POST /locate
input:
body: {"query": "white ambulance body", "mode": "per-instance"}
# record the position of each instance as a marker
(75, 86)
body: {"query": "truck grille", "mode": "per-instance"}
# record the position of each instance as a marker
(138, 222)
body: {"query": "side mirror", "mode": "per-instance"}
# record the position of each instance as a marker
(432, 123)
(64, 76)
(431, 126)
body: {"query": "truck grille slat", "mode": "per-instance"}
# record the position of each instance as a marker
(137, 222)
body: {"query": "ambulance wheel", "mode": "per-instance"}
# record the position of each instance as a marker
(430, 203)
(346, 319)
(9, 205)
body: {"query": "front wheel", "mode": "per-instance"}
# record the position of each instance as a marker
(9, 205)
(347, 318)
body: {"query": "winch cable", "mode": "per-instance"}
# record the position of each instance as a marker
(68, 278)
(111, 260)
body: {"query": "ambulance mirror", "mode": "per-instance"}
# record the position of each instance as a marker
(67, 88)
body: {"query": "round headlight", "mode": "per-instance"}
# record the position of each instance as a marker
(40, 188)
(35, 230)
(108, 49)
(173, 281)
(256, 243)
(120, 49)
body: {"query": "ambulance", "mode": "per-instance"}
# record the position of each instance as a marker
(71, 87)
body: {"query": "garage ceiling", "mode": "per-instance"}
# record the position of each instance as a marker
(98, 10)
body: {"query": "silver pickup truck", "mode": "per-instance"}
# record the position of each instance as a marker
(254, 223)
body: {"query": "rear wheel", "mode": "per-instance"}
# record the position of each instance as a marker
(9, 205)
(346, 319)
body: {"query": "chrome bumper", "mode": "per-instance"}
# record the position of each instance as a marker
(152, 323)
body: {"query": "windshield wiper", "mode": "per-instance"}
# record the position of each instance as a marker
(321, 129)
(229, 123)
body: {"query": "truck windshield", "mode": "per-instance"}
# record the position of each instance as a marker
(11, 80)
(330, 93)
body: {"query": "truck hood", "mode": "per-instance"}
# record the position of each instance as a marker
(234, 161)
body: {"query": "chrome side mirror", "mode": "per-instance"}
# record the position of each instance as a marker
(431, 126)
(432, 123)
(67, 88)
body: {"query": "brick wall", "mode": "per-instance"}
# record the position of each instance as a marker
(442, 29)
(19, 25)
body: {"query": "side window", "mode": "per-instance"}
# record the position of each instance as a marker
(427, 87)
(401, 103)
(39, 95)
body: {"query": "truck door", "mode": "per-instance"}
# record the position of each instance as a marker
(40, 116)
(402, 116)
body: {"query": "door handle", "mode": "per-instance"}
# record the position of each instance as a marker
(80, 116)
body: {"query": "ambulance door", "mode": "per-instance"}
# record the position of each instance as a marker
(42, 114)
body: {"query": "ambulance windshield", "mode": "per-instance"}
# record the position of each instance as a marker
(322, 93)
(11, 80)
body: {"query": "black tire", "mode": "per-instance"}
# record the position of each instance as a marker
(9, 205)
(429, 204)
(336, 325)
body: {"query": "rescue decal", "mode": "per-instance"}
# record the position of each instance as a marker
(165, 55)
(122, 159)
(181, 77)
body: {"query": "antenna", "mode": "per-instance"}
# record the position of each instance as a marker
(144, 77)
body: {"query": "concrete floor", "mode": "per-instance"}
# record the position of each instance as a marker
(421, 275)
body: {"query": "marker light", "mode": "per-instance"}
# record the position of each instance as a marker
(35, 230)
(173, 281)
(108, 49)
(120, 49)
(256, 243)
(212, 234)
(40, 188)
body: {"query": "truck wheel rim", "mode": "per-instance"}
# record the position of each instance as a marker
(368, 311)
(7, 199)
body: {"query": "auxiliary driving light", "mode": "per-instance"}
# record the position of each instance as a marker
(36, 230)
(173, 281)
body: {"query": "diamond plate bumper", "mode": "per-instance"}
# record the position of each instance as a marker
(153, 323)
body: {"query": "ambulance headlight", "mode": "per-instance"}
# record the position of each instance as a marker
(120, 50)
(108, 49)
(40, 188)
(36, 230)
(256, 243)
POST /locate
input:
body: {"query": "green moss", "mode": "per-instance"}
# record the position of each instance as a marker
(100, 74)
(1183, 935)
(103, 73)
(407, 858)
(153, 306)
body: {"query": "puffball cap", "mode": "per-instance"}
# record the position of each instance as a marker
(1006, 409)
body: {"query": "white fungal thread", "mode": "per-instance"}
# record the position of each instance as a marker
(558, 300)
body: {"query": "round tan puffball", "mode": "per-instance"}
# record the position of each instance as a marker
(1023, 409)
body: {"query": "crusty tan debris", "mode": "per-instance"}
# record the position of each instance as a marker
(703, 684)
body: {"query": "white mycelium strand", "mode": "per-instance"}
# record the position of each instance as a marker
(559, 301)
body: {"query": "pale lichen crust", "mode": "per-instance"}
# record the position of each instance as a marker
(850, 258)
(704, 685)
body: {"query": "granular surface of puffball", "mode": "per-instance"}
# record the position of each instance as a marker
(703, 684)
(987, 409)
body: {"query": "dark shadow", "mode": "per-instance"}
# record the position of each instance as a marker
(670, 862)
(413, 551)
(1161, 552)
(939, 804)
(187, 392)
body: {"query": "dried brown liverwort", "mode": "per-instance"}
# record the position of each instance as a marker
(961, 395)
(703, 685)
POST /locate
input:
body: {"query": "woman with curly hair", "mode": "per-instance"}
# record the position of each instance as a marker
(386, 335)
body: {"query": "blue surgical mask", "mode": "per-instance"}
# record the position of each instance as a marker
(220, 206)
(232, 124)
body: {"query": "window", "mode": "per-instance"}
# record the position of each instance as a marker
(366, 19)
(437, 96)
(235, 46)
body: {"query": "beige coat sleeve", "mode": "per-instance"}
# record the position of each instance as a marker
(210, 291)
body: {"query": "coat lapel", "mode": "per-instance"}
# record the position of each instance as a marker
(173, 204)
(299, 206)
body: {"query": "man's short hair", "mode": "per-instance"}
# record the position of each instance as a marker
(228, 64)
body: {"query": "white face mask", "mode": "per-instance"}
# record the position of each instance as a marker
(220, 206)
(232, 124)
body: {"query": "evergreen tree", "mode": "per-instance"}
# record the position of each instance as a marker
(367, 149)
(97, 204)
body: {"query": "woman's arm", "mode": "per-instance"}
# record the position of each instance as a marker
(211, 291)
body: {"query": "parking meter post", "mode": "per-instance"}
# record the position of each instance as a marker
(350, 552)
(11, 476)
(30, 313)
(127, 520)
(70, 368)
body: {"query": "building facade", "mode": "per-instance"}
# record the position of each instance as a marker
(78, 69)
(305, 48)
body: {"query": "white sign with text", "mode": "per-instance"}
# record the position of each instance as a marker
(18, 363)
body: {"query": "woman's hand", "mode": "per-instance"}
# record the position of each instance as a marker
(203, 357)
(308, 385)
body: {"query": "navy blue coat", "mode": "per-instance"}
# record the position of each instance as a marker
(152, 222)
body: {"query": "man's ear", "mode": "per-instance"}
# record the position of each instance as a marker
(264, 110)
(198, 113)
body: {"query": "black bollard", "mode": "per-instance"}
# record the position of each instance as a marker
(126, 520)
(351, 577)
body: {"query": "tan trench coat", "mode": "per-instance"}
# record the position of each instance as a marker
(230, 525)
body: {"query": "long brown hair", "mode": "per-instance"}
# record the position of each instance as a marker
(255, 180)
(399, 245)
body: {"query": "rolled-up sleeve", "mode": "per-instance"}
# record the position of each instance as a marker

☆ ☆ ☆ ☆ ☆ ☆ ☆

GIVEN PROBLEM: All of the entries need to be reproduced exactly; please write them out.

EXERCISE SOLUTION:
POST /locate
input:
body: {"query": "white ambulance body", "mode": "per-instance"}
# record the position of each instance as a marker
(75, 86)
body: {"query": "truck grille", "mode": "per-instance"}
# record the position of each instance as a marker
(138, 222)
body: {"query": "side mirror", "mode": "per-instance"}
# record the position of each instance as a marker
(432, 123)
(64, 76)
(431, 126)
body: {"query": "truck grille slat", "mode": "per-instance"}
# record the position of each instance as a marker
(137, 222)
body: {"query": "ambulance wheel", "mode": "per-instance"}
# record the position of each instance as a marker
(430, 203)
(346, 319)
(9, 205)
body: {"query": "front wheel", "mode": "per-instance"}
# record the position of each instance as a marker
(9, 205)
(347, 318)
body: {"query": "winch cable", "mode": "per-instance"}
# record the position of each instance as a marker
(68, 278)
(111, 260)
body: {"query": "ambulance mirror", "mode": "per-instance"}
# record the position of each instance as a marker
(67, 88)
body: {"query": "round headlight", "mode": "per-instance"}
# record the position of each instance as a marker
(40, 188)
(35, 230)
(108, 49)
(173, 281)
(256, 243)
(120, 49)
body: {"query": "ambulance", "mode": "per-instance"}
# record the position of each instance as a marker
(71, 87)
body: {"query": "garage ceiling", "mode": "per-instance"}
# record the position of each instance as a marker
(98, 10)
body: {"query": "silver pickup truck", "mode": "per-instance"}
# record the position of each instance as a marker
(254, 223)
body: {"query": "rear wheel", "mode": "per-instance"}
# record the position of each instance as a marker
(9, 205)
(346, 319)
body: {"query": "chrome bumper", "mode": "per-instance"}
# record the position of each instance as a marker
(152, 323)
body: {"query": "windshield wiper", "mode": "per-instance"}
# record the position of each instance as a marker
(321, 129)
(229, 123)
body: {"query": "truck windshield", "mode": "per-instance"}
# record the position of each instance as a marker
(11, 80)
(330, 93)
body: {"query": "truck hood", "mode": "per-instance"}
# record the position of each instance as a marker
(234, 161)
body: {"query": "chrome side mirror", "mode": "per-instance"}
# record the position of each instance as a marker
(431, 126)
(432, 123)
(67, 88)
body: {"query": "brick wall", "mode": "per-instance"}
# record the position of each instance as a marker
(442, 29)
(19, 25)
body: {"query": "side window", "mode": "per-instance"}
# record the position of each instance as a marker
(427, 87)
(401, 103)
(39, 95)
body: {"query": "truck door", "mode": "per-instance"}
# record the position of each instance as a marker
(40, 116)
(402, 116)
body: {"query": "door handle", "mode": "per-instance"}
# record the position of each instance as a marker
(80, 116)
body: {"query": "ambulance door", "mode": "per-instance"}
# record the position of each instance as a marker
(42, 114)
body: {"query": "ambulance windshield", "mode": "per-instance"}
# record the position of each instance as a marker
(322, 93)
(11, 80)
body: {"query": "black tire", "mode": "per-instance"}
# record the position of each instance as a marker
(9, 205)
(429, 204)
(336, 325)
body: {"query": "rescue decal", "mode": "per-instance"}
# record the position of each instance as a marker
(165, 55)
(122, 159)
(181, 77)
body: {"query": "antenna", "mode": "per-instance"}
# record the position of each instance as a marker
(144, 77)
body: {"query": "concrete floor", "mode": "per-instance"}
# record the position of each instance as a marker
(421, 275)
body: {"query": "marker light", "mode": "per-instance"}
# record the position of each instance as a marker
(35, 230)
(173, 281)
(108, 49)
(120, 49)
(256, 243)
(212, 234)
(40, 188)
body: {"query": "truck wheel rim", "mode": "per-instance"}
# record the position of each instance as a marker
(368, 311)
(7, 199)
body: {"query": "auxiliary driving light", "mode": "per-instance"}
# record the position of each instance as a marker
(36, 230)
(173, 281)
body: {"query": "diamond plate bumper", "mode": "per-instance"}
# record the position of each instance as a marker
(153, 323)
body: {"query": "ambulance headlight", "mode": "per-instance"}
# record the position of each instance as a marker
(120, 50)
(108, 49)
(40, 188)
(36, 230)
(256, 243)
POST /locate
input:
body: {"query": "green moss", "mode": "per-instance"}
# record the position of each instance as a marker
(100, 74)
(1183, 935)
(103, 73)
(407, 858)
(153, 306)
body: {"query": "puffball cap", "mode": "per-instance"}
# record the position of each instance as a marker
(1006, 409)
body: {"query": "white fungal thread", "mode": "per-instance"}
# record the position of each instance as a marker
(558, 300)
body: {"query": "round tan puffball", "mode": "per-instance"}
# record the position of each instance as a marker
(1023, 409)
body: {"query": "crusty tan debris", "mode": "per-instance"}
# record the position of each instance as a marker
(703, 684)
body: {"query": "white mycelium strand", "mode": "per-instance"}
# record the position of each instance as a marker
(559, 301)
body: {"query": "pale lichen crust", "mode": "per-instance"}
# record the position of each instance as a marker
(850, 258)
(704, 685)
body: {"query": "granular surface of puffball", "mode": "per-instance"}
# record the position of each instance as a marker
(703, 684)
(987, 409)
body: {"query": "dark shadow", "mode": "per-instance"}
# record the position of each instance as a marker
(670, 862)
(413, 551)
(1161, 552)
(939, 804)
(187, 392)
body: {"query": "dried brown liverwort", "mode": "per-instance"}
# record the position of each instance as a marker
(961, 395)
(703, 685)
POST /locate
input:
body: {"query": "woman with curly hair", "mode": "per-instance"}
# record the position of each instance as a marker
(386, 335)
body: {"query": "blue surgical mask", "mode": "per-instance"}
# record the position of each instance as a marker
(220, 206)
(232, 124)
body: {"query": "window", "mode": "per-instance"}
# record the position of each instance as a marker
(366, 19)
(437, 96)
(235, 46)
body: {"query": "beige coat sleeve", "mode": "per-instance"}
# record the position of each instance as a marker
(210, 291)
body: {"query": "coat lapel", "mode": "per-instance"}
# record the position of each instance as a marker
(173, 204)
(299, 206)
body: {"query": "man's short hair", "mode": "per-instance"}
# record the position of each instance as a marker
(228, 64)
body: {"query": "white face mask", "mode": "per-instance"}
# record the position of each instance as a marker
(220, 206)
(232, 124)
body: {"query": "evergreen tree", "mode": "per-instance"}
# record the position of each instance as a marker
(367, 149)
(97, 204)
body: {"query": "woman's arm", "mode": "per-instance"}
# record the position of each instance as a marker
(211, 291)
body: {"query": "parking meter post", "mode": "per-instance"}
# record the position of each instance as a marker
(350, 552)
(11, 476)
(30, 313)
(127, 520)
(70, 368)
body: {"query": "building facade", "mode": "per-instance"}
# record the position of each instance as a marker
(78, 69)
(305, 48)
body: {"query": "white sign with text", "mode": "per-instance"}
# record the position of each instance as a marker
(18, 363)
body: {"query": "woman's hand", "mode": "per-instance"}
# record the position of each instance as a marker
(203, 357)
(308, 385)
body: {"query": "navy blue coat", "mode": "per-instance"}
# record the position of each instance as a marker
(152, 222)
body: {"query": "man's ear", "mode": "per-instance"}
# record the position of each instance as a marker
(264, 110)
(198, 113)
body: {"query": "black bollard", "mode": "per-instance"}
# record the position of each instance as a marker
(126, 520)
(351, 577)
body: {"query": "tan trench coat", "mode": "per-instance"}
# record the position of each instance as a marker
(230, 525)
body: {"query": "long brown hair", "mode": "per-instance"}
# record the position of each instance as a marker
(255, 180)
(399, 245)
body: {"query": "rolled-up sleeve", "mode": "per-instance"}
# record the position of each instance as a marker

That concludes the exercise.